[Stored records]
= = =

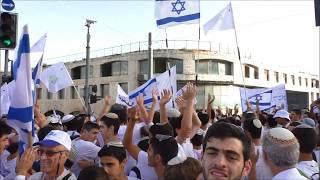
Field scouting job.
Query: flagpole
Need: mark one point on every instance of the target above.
(80, 98)
(239, 56)
(168, 65)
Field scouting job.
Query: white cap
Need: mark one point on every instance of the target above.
(67, 118)
(54, 119)
(55, 138)
(282, 114)
(173, 113)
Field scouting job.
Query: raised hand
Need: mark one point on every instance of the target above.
(165, 97)
(107, 100)
(154, 95)
(190, 92)
(140, 100)
(133, 114)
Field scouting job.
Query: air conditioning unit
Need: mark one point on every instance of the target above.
(142, 77)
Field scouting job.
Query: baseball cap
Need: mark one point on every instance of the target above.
(55, 138)
(67, 118)
(173, 113)
(309, 122)
(282, 114)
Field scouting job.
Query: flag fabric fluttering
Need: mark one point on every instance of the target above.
(221, 21)
(56, 77)
(145, 90)
(21, 97)
(123, 98)
(4, 99)
(38, 47)
(174, 12)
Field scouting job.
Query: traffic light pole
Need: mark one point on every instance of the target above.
(88, 23)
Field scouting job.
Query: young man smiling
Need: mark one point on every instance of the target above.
(226, 152)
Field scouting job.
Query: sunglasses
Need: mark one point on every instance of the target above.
(48, 153)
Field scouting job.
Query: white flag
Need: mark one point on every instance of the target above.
(174, 12)
(122, 97)
(168, 80)
(221, 21)
(4, 99)
(56, 77)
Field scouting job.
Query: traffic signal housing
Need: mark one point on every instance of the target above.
(8, 30)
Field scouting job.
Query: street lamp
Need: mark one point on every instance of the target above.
(88, 23)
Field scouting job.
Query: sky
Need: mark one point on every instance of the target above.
(278, 34)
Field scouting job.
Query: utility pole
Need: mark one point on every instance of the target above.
(150, 55)
(88, 23)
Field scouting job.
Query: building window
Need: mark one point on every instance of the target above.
(300, 81)
(213, 66)
(80, 72)
(124, 86)
(160, 64)
(49, 95)
(285, 77)
(246, 71)
(306, 79)
(276, 76)
(266, 74)
(143, 67)
(115, 68)
(104, 90)
(74, 92)
(256, 73)
(39, 93)
(61, 94)
(293, 80)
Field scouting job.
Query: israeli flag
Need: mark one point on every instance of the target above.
(145, 90)
(38, 47)
(264, 98)
(20, 111)
(174, 12)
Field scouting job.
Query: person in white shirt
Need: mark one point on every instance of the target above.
(307, 138)
(281, 152)
(83, 148)
(113, 159)
(5, 130)
(53, 151)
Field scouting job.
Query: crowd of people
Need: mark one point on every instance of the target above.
(180, 143)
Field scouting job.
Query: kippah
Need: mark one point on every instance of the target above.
(281, 136)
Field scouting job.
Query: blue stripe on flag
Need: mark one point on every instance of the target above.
(21, 114)
(261, 104)
(142, 90)
(24, 47)
(189, 17)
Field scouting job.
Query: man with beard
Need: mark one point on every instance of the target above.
(53, 152)
(226, 152)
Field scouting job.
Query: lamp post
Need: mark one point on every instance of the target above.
(88, 23)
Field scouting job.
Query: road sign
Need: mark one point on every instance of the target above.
(8, 5)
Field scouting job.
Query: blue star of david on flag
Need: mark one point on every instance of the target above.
(178, 3)
(174, 12)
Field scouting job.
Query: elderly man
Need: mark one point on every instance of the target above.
(281, 152)
(53, 152)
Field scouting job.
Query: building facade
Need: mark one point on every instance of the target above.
(219, 74)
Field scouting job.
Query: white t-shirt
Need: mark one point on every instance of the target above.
(188, 148)
(147, 172)
(309, 169)
(85, 150)
(262, 169)
(7, 167)
(38, 175)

= = =

Written request: Return the material exactly as given, apart from the pictures.

Written answer:
Field scouting job.
Query: flagpole
Need: mark one point on every instance of the target above.
(80, 98)
(239, 56)
(168, 65)
Field scouting job.
Query: white cap
Need: mark one point on every instance of the target above.
(67, 118)
(54, 119)
(55, 138)
(282, 114)
(173, 113)
Field scouting job.
Query: raised hand
Need: mark one point on every instance of the target above.
(165, 97)
(107, 100)
(154, 95)
(190, 92)
(140, 100)
(133, 114)
Field scouting job.
Query: air conditioning unit
Need: mark one point on every instance of the target above.
(142, 77)
Field scouting job.
Query: baseball cap
Need: mark one point on every instance of the target above.
(55, 138)
(67, 118)
(173, 113)
(309, 122)
(282, 114)
Field scouting job.
Query: flag fabric fluttering
Need: mark one point on every instance of the target above.
(221, 21)
(56, 77)
(145, 90)
(21, 97)
(123, 98)
(4, 99)
(38, 47)
(174, 12)
Field scouting job.
Query: traffic light pole
Need: mark one point on every instance of the target above.
(88, 23)
Field scouting job.
Query: young man smiling
Need: mark one point on every instance of the target above.
(226, 152)
Field scouting job.
Query: sunglasses
Need: mark one point on every instance of the target above.
(48, 153)
Field scouting job.
Query: white flag
Need: mark one point on every instance of the target above.
(174, 12)
(122, 97)
(168, 80)
(221, 21)
(4, 99)
(56, 77)
Field scouting job.
Query: traffic signal housing
Need: mark one point on every instance of the target above.
(8, 30)
Field scouting job.
Query: street lamp
Need: mark one point on every instance of the target above.
(88, 23)
Field scouting job.
Query: sky
Need: mark one point on every instance of the target above.
(278, 34)
Field scouting job.
Query: utility pole
Need: mark one point on every instance of the target above.
(150, 55)
(88, 23)
Field scouting job.
Query: building window
Need: mark one point on every instance of the target above.
(300, 81)
(213, 66)
(80, 72)
(124, 86)
(160, 64)
(49, 95)
(285, 77)
(246, 71)
(306, 79)
(276, 76)
(266, 74)
(143, 67)
(115, 68)
(104, 90)
(74, 92)
(256, 73)
(39, 93)
(61, 94)
(293, 80)
Field scouting job.
Query: israeli flag
Need: mark one point on every instance of the target above.
(145, 90)
(38, 47)
(264, 98)
(20, 111)
(174, 12)
Field scouting job.
Query: person in white shirt
Need: mark one point on every instance of the target above.
(307, 138)
(281, 152)
(83, 148)
(113, 159)
(5, 130)
(53, 151)
Field scouting job.
Query: crowd of people
Need: mark one point on every instance of the target above.
(180, 143)
Field scouting job.
Query: kippah
Need: mark one point on every instance of the target above.
(281, 136)
Field scouting job.
Query: blue stripe on flag
Need: mark one point on every instance of the target above.
(21, 114)
(261, 104)
(142, 90)
(24, 47)
(189, 17)
Field scouting job.
Query: man with beard
Need: mark one point on every instance of the target above.
(53, 152)
(226, 152)
Field scouting job.
Query: lamp post
Need: mark one point on every instance of the target above.
(88, 23)
Field scouting job.
Query: road sign
Need: mark one point on every instance of the target above.
(8, 5)
Field scouting job.
Query: blue star of david on flag
Need: mark one point on every instance of the target above.
(178, 3)
(174, 12)
Field scouting job.
Query: elderly man
Need: mark one point on every instance of the target above.
(281, 152)
(53, 152)
Field scouting job.
Query: building facade
Need: mark one point on every instance of the target above.
(219, 74)
Field scouting job.
Query: white t-shirt
Need: mark one point on every instance of the target above.
(188, 148)
(147, 172)
(309, 169)
(85, 150)
(262, 169)
(7, 167)
(38, 175)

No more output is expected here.